Exercise directions: Count the lines in the data below that contain the string "groom". Reply with that number alone.

^^^^^^^^

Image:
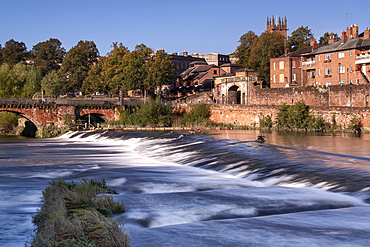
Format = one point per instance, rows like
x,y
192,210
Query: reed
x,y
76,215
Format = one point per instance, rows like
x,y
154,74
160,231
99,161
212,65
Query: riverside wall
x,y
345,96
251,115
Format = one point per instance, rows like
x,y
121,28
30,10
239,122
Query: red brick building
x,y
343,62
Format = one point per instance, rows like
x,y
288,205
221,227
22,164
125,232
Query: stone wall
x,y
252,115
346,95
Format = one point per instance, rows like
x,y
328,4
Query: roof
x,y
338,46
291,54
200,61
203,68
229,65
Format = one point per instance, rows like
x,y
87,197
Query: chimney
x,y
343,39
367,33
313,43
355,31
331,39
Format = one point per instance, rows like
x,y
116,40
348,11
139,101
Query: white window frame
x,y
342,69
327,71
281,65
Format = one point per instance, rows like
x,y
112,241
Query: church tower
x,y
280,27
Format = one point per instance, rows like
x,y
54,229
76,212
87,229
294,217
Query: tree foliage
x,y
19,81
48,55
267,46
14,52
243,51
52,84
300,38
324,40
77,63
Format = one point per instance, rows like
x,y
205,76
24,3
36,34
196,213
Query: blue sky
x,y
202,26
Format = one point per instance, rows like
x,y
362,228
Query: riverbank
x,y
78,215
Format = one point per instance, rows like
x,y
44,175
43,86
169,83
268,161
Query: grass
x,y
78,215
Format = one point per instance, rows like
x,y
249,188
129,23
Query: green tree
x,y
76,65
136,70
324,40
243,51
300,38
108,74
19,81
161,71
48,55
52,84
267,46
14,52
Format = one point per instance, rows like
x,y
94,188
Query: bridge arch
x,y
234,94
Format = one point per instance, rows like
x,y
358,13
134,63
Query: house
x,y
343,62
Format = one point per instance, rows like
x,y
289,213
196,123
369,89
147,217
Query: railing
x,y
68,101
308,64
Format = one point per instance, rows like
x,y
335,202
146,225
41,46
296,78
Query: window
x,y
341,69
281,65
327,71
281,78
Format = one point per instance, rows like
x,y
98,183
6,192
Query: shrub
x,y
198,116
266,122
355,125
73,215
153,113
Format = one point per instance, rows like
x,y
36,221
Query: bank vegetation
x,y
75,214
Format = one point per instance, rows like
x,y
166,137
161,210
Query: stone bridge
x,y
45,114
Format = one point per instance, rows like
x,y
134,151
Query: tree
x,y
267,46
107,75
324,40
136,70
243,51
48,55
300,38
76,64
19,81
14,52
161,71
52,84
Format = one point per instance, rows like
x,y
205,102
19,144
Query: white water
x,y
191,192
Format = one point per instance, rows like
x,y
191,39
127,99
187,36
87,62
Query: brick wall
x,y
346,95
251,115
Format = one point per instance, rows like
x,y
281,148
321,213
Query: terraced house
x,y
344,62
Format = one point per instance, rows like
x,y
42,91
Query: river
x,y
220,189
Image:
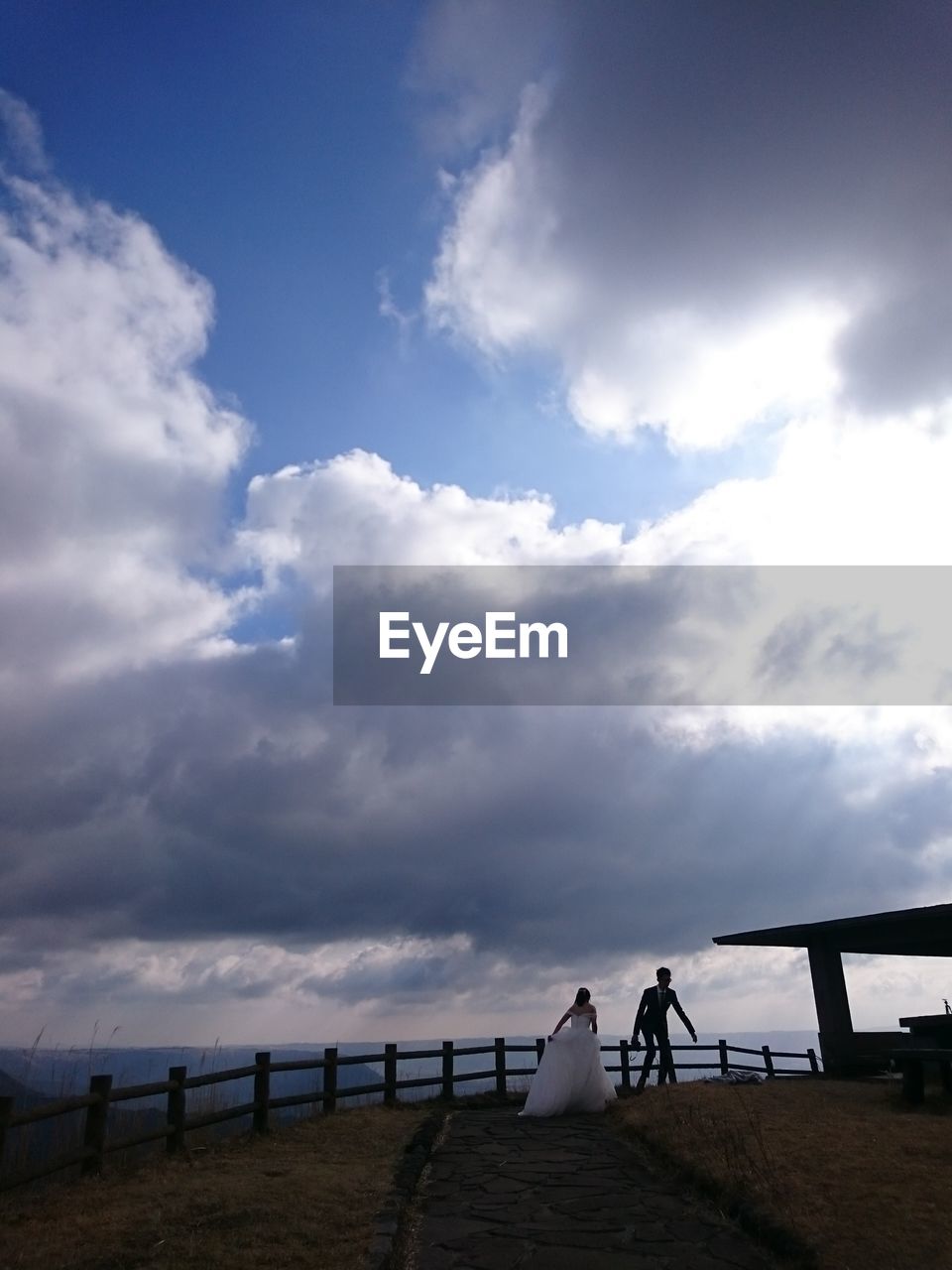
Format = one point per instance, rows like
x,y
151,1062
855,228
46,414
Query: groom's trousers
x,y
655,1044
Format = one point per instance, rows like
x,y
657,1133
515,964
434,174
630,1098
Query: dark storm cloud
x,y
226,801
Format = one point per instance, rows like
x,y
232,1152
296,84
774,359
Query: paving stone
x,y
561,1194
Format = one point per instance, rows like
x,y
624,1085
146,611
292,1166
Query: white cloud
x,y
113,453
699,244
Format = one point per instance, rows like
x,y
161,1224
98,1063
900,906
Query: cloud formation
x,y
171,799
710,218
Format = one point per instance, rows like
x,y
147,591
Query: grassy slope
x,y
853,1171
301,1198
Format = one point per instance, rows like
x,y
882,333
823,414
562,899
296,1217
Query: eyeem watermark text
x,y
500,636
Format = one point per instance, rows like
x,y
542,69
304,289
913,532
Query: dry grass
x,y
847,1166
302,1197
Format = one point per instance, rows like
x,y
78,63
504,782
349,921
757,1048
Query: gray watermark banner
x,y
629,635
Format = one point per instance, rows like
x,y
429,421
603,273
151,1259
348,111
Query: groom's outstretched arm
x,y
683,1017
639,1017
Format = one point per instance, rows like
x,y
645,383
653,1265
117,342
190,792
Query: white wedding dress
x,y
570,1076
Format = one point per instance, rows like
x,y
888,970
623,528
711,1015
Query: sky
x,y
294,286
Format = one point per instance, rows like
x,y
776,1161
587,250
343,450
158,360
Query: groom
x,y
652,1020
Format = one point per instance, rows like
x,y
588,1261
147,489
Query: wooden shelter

^^^^^^^^

Answer to the exercise: 3